[Description of the task]
Omit every image, and transcribe the remaining entries exactly as given.

------------

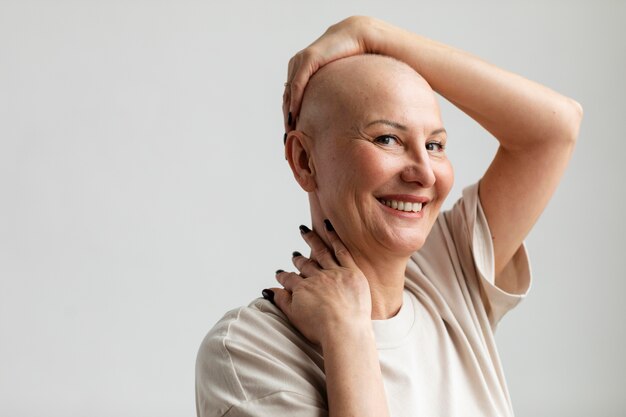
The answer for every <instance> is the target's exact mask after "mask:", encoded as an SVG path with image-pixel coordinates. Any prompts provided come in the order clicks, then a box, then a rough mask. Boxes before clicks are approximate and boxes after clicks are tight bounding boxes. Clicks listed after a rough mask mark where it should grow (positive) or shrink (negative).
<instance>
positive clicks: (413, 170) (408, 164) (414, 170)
mask: <svg viewBox="0 0 626 417" xmlns="http://www.w3.org/2000/svg"><path fill="white" fill-rule="evenodd" d="M401 178H402V180H403V181H406V182H414V183H418V184H419V185H420V186H422V187H423V188H429V187H432V186H433V185H434V184H435V180H436V178H435V172H434V171H433V167H432V163H431V160H430V157H429V155H428V151H426V149H422V150H420V151H418V152H416V153H415V155H413V158H410V159H409V160H408V161H407V163H406V166H405V167H404V169H403V170H402V173H401Z"/></svg>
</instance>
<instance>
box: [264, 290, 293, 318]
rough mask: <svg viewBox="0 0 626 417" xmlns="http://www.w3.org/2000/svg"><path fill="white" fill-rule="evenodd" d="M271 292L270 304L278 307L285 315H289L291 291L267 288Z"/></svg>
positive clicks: (290, 308)
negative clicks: (271, 295) (290, 292)
mask: <svg viewBox="0 0 626 417" xmlns="http://www.w3.org/2000/svg"><path fill="white" fill-rule="evenodd" d="M269 290H270V291H271V292H272V293H273V296H272V300H270V301H272V304H274V305H275V306H276V307H278V308H280V310H281V311H282V312H283V313H285V315H286V316H287V317H290V316H291V293H290V292H289V291H287V290H285V289H283V288H269Z"/></svg>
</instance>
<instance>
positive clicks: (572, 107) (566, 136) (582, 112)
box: [562, 98, 583, 146]
mask: <svg viewBox="0 0 626 417" xmlns="http://www.w3.org/2000/svg"><path fill="white" fill-rule="evenodd" d="M564 107H565V108H564V109H563V112H562V115H563V116H562V126H563V135H562V137H563V139H564V140H565V142H566V143H569V144H570V145H571V146H573V145H574V144H575V143H576V140H577V139H578V132H579V131H580V124H581V122H582V120H583V107H582V106H581V105H580V103H579V102H577V101H576V100H573V99H570V98H568V99H567V100H566V103H565V106H564Z"/></svg>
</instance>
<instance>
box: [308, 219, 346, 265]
mask: <svg viewBox="0 0 626 417" xmlns="http://www.w3.org/2000/svg"><path fill="white" fill-rule="evenodd" d="M300 233H301V234H302V238H303V239H304V241H305V242H306V243H307V245H309V247H310V248H311V259H313V260H315V261H317V263H318V264H319V265H320V266H321V267H322V268H323V269H332V268H336V267H337V266H338V264H337V261H336V260H335V256H334V255H333V252H332V250H331V249H330V248H329V247H328V246H326V244H325V243H324V241H323V240H322V239H321V238H320V237H319V235H318V234H317V233H316V232H315V231H313V230H311V229H309V228H308V227H306V226H304V225H302V226H300Z"/></svg>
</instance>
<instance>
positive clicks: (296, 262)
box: [291, 252, 322, 278]
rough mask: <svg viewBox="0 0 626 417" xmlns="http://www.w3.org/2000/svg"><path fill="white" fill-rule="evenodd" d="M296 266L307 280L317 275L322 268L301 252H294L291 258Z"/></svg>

------------

[Completed task]
The answer for every <instance> is the target's exact mask after "mask:", encoded as an SVG path with image-pixel coordinates. Any prompts provided come in the order clicks, then a box, then a rough mask. Boxes before clicks are approximate and boxes after clicks are tight bounding boxes. Clicks listed after a rough mask mark where it should grow (positive) or shrink (negative).
<instance>
positive clicks: (413, 170) (408, 164) (414, 170)
mask: <svg viewBox="0 0 626 417" xmlns="http://www.w3.org/2000/svg"><path fill="white" fill-rule="evenodd" d="M401 178H402V180H403V181H406V182H414V183H418V184H419V185H420V186H422V187H423V188H429V187H432V186H433V185H434V184H435V180H436V178H435V172H434V171H433V167H432V163H431V160H430V157H429V155H428V151H426V149H422V150H420V151H418V152H416V153H415V155H413V158H410V159H409V160H408V161H407V163H406V166H405V167H404V169H403V170H402V173H401Z"/></svg>
</instance>
<instance>
box: [264, 290, 293, 318]
rough mask: <svg viewBox="0 0 626 417" xmlns="http://www.w3.org/2000/svg"><path fill="white" fill-rule="evenodd" d="M271 292L270 304L278 307L285 315H289L291 291L267 288Z"/></svg>
positive clicks: (290, 308)
negative clicks: (271, 295) (290, 292)
mask: <svg viewBox="0 0 626 417" xmlns="http://www.w3.org/2000/svg"><path fill="white" fill-rule="evenodd" d="M269 290H270V291H271V292H272V293H273V296H272V300H270V301H272V304H274V305H275V306H276V307H278V308H280V310H281V311H282V312H283V313H285V315H286V316H287V317H290V316H291V293H290V292H289V291H287V290H285V289H283V288H269Z"/></svg>
</instance>
<instance>
positive clicks: (572, 107) (566, 136) (582, 112)
box: [562, 98, 583, 146]
mask: <svg viewBox="0 0 626 417" xmlns="http://www.w3.org/2000/svg"><path fill="white" fill-rule="evenodd" d="M564 107H565V108H564V109H563V112H562V115H563V116H562V126H563V135H562V137H563V139H564V140H565V142H566V143H569V144H570V145H571V146H573V145H574V144H575V143H576V140H577V139H578V132H579V131H580V124H581V122H582V120H583V107H582V106H581V105H580V103H579V102H577V101H576V100H573V99H570V98H568V99H567V100H566V103H565V106H564Z"/></svg>
</instance>
<instance>
box: [308, 219, 346, 265]
mask: <svg viewBox="0 0 626 417" xmlns="http://www.w3.org/2000/svg"><path fill="white" fill-rule="evenodd" d="M300 233H301V234H302V238H303V239H304V241H305V242H306V243H307V245H309V247H310V248H311V259H313V260H315V261H317V263H318V264H319V265H320V266H321V267H322V268H323V269H332V268H336V267H337V266H338V264H337V261H336V260H335V256H334V255H333V252H332V250H331V249H330V248H329V247H328V246H326V244H325V243H324V241H323V240H322V239H321V238H320V237H319V235H318V234H317V233H316V232H315V231H313V230H311V229H309V228H308V227H306V226H304V225H302V226H300Z"/></svg>
</instance>
<instance>
positive clicks: (296, 262)
box: [291, 252, 322, 278]
rough mask: <svg viewBox="0 0 626 417" xmlns="http://www.w3.org/2000/svg"><path fill="white" fill-rule="evenodd" d="M296 266L307 280L317 275L322 268L301 252H294L291 258Z"/></svg>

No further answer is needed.